Quote the lines below exactly, from the one that holds "woman's hand, imagine" through the final line of the records, and only those.

════════

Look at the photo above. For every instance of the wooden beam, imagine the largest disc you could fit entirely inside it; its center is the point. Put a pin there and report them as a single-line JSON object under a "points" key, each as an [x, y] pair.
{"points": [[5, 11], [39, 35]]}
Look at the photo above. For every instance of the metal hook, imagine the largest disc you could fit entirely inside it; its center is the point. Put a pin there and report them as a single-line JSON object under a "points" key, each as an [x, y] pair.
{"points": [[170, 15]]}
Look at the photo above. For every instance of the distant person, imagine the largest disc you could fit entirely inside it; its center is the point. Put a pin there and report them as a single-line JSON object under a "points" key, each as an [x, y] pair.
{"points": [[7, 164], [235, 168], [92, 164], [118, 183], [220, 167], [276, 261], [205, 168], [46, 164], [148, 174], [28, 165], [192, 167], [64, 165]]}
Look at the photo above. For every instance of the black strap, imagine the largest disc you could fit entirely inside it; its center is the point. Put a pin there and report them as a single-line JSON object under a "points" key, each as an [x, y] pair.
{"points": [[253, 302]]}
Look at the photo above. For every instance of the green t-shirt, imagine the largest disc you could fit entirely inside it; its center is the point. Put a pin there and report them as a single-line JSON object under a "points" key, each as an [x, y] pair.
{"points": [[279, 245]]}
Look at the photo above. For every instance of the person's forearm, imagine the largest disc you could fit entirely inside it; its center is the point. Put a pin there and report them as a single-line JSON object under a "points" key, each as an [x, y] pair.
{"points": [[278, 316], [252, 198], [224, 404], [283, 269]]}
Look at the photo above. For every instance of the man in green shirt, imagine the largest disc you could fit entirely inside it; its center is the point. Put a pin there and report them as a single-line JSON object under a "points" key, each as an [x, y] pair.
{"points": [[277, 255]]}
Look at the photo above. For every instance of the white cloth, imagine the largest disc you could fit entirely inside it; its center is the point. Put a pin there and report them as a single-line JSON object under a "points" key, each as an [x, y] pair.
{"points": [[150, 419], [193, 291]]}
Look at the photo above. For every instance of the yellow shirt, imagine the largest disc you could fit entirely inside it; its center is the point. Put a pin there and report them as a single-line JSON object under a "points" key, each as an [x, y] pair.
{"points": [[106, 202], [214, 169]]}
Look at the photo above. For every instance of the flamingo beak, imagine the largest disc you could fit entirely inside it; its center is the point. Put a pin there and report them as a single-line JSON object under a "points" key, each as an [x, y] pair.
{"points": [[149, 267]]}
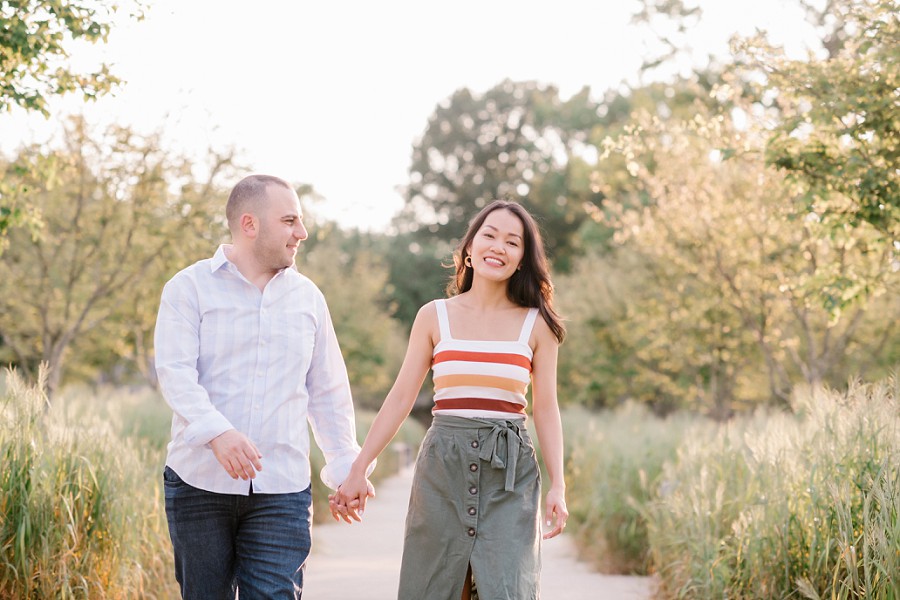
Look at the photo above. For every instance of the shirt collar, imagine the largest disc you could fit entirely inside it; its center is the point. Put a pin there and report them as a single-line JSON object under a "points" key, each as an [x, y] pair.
{"points": [[219, 260]]}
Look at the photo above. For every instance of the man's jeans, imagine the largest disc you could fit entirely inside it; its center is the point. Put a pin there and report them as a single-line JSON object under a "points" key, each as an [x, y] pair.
{"points": [[256, 545]]}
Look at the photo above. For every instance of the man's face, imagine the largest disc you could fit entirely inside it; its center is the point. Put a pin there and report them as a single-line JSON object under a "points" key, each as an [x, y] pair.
{"points": [[281, 229]]}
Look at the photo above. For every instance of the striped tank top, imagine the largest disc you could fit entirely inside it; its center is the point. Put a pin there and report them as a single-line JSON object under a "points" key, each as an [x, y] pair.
{"points": [[481, 378]]}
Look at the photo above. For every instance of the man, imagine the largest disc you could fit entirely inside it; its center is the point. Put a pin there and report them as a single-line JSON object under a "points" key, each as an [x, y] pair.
{"points": [[246, 353]]}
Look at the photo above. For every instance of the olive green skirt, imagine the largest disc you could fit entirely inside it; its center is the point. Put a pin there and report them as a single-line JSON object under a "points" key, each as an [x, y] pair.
{"points": [[475, 501]]}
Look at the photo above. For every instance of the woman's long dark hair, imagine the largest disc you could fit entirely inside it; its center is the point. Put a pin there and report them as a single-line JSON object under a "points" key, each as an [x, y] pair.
{"points": [[530, 286]]}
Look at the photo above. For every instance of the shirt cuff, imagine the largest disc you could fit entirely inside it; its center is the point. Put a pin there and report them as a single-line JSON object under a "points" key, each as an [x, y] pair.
{"points": [[200, 433], [335, 472]]}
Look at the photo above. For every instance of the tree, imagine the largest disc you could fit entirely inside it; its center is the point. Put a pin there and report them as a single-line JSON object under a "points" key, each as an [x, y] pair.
{"points": [[34, 44], [350, 270], [719, 277], [517, 140], [119, 213], [839, 133]]}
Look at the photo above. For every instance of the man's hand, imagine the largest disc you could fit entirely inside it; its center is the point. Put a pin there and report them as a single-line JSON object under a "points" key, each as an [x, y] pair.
{"points": [[349, 502], [237, 454]]}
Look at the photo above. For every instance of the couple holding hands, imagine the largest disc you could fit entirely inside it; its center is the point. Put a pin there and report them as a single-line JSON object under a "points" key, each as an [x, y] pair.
{"points": [[246, 354]]}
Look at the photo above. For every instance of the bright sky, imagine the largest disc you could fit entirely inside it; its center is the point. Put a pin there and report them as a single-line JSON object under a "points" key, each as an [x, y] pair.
{"points": [[334, 93]]}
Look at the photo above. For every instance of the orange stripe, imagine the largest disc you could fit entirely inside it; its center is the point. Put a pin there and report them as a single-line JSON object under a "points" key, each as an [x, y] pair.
{"points": [[479, 404], [492, 381], [493, 357]]}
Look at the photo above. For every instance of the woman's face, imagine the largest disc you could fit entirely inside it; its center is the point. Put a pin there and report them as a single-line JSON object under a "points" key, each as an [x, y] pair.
{"points": [[498, 247]]}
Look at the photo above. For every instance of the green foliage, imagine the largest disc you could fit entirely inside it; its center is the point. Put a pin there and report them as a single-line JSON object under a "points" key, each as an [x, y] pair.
{"points": [[839, 137], [518, 140], [115, 228], [805, 504], [353, 277], [34, 43], [35, 40], [82, 511], [614, 460], [719, 292]]}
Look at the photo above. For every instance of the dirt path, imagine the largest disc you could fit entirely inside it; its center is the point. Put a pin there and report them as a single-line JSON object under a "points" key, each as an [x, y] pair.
{"points": [[362, 561]]}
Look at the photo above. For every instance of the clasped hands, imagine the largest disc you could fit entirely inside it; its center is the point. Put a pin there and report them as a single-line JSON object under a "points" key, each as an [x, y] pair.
{"points": [[349, 501]]}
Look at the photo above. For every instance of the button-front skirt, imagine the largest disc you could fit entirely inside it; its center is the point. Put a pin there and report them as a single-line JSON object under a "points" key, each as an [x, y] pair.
{"points": [[475, 500]]}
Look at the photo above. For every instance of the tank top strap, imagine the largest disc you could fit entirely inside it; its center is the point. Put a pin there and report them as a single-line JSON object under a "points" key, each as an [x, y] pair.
{"points": [[528, 325], [443, 320]]}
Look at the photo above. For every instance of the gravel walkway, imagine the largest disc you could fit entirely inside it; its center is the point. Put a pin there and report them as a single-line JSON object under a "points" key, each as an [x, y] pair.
{"points": [[362, 561]]}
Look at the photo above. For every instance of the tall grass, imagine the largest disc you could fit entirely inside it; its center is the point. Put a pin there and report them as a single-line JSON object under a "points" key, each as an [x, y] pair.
{"points": [[78, 516], [81, 502], [614, 460], [799, 505]]}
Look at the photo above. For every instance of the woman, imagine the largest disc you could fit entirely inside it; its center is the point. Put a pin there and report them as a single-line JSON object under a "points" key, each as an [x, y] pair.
{"points": [[474, 510]]}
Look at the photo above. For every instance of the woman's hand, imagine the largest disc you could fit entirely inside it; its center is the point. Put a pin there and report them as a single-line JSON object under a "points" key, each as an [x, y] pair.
{"points": [[349, 501], [555, 510]]}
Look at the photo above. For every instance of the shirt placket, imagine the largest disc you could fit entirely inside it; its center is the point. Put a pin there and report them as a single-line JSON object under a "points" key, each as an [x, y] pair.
{"points": [[263, 344]]}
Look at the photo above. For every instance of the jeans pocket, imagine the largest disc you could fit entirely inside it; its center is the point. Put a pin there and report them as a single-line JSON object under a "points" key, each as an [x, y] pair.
{"points": [[171, 478]]}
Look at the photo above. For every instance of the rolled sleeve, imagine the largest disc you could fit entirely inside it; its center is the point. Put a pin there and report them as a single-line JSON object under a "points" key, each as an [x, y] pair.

════════

- _Exercise solution_:
Look at the photo above. For every instance of the woman's hand, imagine the largest disc you could fit entirely inside it; its center is the point. Put a pin there and report them as a single-line JSON object under a "points" key, each as an [x, y] pair.
{"points": [[349, 501], [555, 510]]}
Look at the photo above. For every instance of the shirt placket, imagine the largest disc you could fit entirely inside it; its center is the point. Put a pin there and report them as a single-line JSON object under a "points" key, each as an [x, y] pair.
{"points": [[263, 344]]}
Look at the photo above. For every instance of the jeans pocket, imagine the largest disc you could fit entirely inside it; its center is the point. Put a pin there and report them as a single-line JSON object under a "points" key, each as an [x, y] pair.
{"points": [[171, 478]]}
Look at the photo above. For every instance of the rolled sleeve, imagine the largest disc you could fit entirely inside it; its center is the point. Put a pin there and report them as a single-line JSON object under a "points" key, each as an [x, y] pair.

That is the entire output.